- _EXERCISE A_:
Repeat the stretch of the terminal resurrection thread from "[Feature] Resurrection: saving" through "attributes; just like tmux)".

+++ QUOTED PASSAGE

[Feature] Resurrection: saving and restoring terminal layout/contents/commands #5013

crides · 2024-02-15T07:34:06Z

Drafting as this is WIP, but want to seek feedback/get discussion going on this.

Currently:

content/scrollback saving and restoring works. This is done by having a reverse attribute to CSI converter, so that the saved contents are in "plain text" (other than attributes; just like tmux)
basic layout saving/restoring works. The layout is saved to a slightly minimized tree in JSON form.
basic shell/cwd/program works. shell, cwd and foreground* program just gets obtained thru existing APIs, and shell and cwd are restored thru pane spawning/splitting; program is just converted back to a shell string and send to the pane. Note: foreground is technically not the right term, as we grab the newest of the first level children of the shell and spawn it back.
the whole state is wrapped in a .tar.zstd for compression. each pane's content gets its own file (just like tmux)

the save/restore functionalities are exported as lua APIs so users can do whatever they want
locally I'm using this for testing (manually saving/restoring):

      { mods = 'CTRL|SHIFT', key = 'S', action = wezterm.action_callback(function(_, _, _)
          wezterm.mux.save_state_to("state_test")
      end) },
      { mods = 'CTRL|SHIFT', key = 'R', action = wezterm.action_callback(function(_, _, _)
          wezterm.mux.restore_state_from("state_test")
      end) },

there's basically 0 error handling. that definitely needs to be improved

This has not been thoroughly tested, and I'll integrate it into my workflow and see how it goes

crides · 2024-02-15T07:59:38Z

possibly related:

I remember there should be one more related issue (more about content than layout) but I can't find it (though it's pretty short/less important)

wez

Thanks for tackling this! There are a couple of existing things that I think you can build on top of that will make this simpler (see inline comments on the code), but there are also a couple of things that I think might make you frown a little bit, because there's more to reconcile before we can merge in this functionality.

From a security and privacy perspective: storing the terminal output on disk is a hazard, because it may contain private/privileged/secret information. At the very least we need to ensure that the files that we write for that are private. In theory, the UmaskSaver that we create at process start time should mask off the group+other bits from the files that we save so you may not strictly need to take any extra steps around that most basic safeguard.

++++++
+++ GIVEN INFORMATION

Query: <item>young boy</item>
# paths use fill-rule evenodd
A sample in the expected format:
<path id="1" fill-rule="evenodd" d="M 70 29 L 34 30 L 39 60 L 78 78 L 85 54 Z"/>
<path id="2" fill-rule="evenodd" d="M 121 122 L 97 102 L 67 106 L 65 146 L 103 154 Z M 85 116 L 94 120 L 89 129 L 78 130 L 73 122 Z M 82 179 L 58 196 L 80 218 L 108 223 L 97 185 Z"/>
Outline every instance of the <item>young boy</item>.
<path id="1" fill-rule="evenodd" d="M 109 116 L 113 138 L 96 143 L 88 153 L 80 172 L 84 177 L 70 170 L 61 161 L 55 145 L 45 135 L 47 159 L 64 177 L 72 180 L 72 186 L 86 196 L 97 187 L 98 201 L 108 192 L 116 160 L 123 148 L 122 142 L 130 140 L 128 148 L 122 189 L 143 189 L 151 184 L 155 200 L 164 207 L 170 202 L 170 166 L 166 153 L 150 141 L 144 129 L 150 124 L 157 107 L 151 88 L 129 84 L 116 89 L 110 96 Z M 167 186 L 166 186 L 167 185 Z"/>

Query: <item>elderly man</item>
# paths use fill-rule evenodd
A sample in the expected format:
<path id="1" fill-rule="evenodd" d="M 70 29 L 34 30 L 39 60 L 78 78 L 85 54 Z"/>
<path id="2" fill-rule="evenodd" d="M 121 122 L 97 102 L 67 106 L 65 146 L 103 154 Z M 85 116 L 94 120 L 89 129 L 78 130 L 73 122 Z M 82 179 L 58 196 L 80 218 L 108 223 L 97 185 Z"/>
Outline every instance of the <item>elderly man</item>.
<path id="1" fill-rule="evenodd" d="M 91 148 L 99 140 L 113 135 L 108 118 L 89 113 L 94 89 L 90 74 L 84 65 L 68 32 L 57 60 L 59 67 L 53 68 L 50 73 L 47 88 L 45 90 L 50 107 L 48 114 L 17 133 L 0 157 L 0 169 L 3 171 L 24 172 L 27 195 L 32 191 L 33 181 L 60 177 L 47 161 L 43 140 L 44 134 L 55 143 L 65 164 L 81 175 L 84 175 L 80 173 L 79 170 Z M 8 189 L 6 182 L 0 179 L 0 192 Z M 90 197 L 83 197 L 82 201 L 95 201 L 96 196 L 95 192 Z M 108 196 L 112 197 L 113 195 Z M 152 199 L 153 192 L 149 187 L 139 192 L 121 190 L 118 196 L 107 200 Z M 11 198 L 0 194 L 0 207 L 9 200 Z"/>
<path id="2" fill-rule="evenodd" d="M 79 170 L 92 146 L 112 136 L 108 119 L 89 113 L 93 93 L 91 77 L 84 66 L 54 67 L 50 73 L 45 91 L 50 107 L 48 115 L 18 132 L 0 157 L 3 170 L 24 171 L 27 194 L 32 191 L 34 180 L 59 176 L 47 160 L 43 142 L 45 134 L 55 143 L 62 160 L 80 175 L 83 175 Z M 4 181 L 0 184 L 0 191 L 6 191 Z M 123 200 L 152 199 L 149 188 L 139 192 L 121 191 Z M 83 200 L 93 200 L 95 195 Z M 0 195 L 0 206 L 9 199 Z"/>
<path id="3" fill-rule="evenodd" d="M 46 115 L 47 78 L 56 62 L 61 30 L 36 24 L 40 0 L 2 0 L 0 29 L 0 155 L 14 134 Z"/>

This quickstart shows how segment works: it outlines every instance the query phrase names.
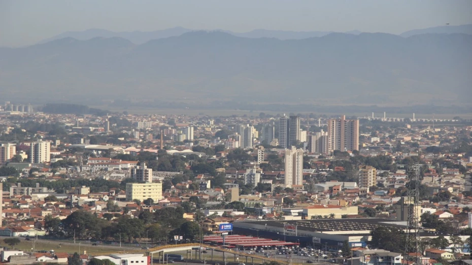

++++++

- _EXERCISE B_:
Please format the entries, from their first line through the line containing "109 116 L 113", as a Markdown table with the columns Row and Entry line, leaving out blank lines.

- _OUTPUT A_:
[Feature] Resurrection: saving and restoring terminal layout/contents/commands #5013

crides · 2024-02-15T07:34:06Z

Drafting as this is WIP, but want to seek feedback/get discussion going on this.

Currently:

content/scrollback saving and restoring works. This is done by having a reverse attribute to CSI converter, so that the saved contents are in "plain text" (other than attributes; just like tmux)

- _OUTPUT B_:
| Row | Entry line |
|---|---|
| 1 | Query: <item>young boy</item> |
| 2 | # paths use fill-rule evenodd |
| 3 | A sample in the expected format: |
| 4 | <path id="1" fill-rule="evenodd" d="M 70 29 L 34 30 L 39 60 L 78 78 L 85 54 Z"/> |
| 5 | <path id="2" fill-rule="evenodd" d="M 121 122 L 97 102 L 67 106 L 65 146 L 103 154 Z M 85 116 L 94 120 L 89 129 L 78 130 L 73 122 Z M 82 179 L 58 196 L 80 218 L 108 223 L 97 185 Z"/> |
| 6 | Outline every instance of the <item>young boy</item>. |
| 7 | <path id="1" fill-rule="evenodd" d="M 109 116 L 113 138 L 96 143 L 88 153 L 80 172 L 84 177 L 70 170 L 61 161 L 55 145 L 45 135 L 47 159 L 64 177 L 72 180 L 72 186 L 86 196 L 97 187 L 98 201 L 108 192 L 116 160 L 123 148 L 122 142 L 130 140 L 128 148 L 122 189 L 143 189 L 151 184 L 155 200 L 164 207 L 170 202 L 170 166 L 166 153 L 150 141 L 144 129 L 150 124 L 157 107 L 151 88 L 129 84 L 116 89 L 110 96 Z M 167 186 L 166 186 L 167 185 Z"/> |